### [WORK INSTRUCTIONS]
Rename "query" to "prompt" in the lines from the start of the entries through the line containing "[0, 0, 390, 241]", inclusive, and give those lines again with everything else unchanged.

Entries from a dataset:
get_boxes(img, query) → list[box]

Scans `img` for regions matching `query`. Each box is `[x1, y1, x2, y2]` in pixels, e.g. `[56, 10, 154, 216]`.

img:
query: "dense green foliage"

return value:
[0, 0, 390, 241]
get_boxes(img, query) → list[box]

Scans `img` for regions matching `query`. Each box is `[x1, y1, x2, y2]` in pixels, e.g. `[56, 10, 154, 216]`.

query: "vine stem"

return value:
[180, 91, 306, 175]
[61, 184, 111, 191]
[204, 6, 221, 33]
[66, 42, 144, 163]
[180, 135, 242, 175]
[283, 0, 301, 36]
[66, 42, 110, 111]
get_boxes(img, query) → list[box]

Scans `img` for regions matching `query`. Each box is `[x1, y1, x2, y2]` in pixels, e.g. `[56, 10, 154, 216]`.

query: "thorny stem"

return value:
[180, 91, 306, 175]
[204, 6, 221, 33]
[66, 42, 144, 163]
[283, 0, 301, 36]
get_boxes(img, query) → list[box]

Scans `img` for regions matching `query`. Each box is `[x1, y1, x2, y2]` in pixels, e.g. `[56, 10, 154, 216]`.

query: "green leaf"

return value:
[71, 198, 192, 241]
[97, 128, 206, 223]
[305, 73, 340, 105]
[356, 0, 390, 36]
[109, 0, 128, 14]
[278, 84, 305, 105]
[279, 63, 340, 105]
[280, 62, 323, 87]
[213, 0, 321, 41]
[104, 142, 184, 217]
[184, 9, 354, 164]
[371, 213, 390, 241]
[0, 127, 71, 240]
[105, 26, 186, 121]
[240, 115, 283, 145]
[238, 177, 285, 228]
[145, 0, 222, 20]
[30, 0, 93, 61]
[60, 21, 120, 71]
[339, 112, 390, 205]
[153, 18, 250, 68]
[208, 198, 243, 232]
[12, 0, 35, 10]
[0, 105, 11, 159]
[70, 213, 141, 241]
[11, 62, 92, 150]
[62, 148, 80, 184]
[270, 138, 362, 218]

### [EXERCISE OUTPUT]
get_boxes(img, prompt) → list[box]

Scans `img` for regions matching `prompt`. Each box is `[x1, y1, x2, y2]` in pixels, e.g. `[56, 10, 154, 216]`.

img:
prompt: "dense green foliage"

return value:
[0, 0, 390, 241]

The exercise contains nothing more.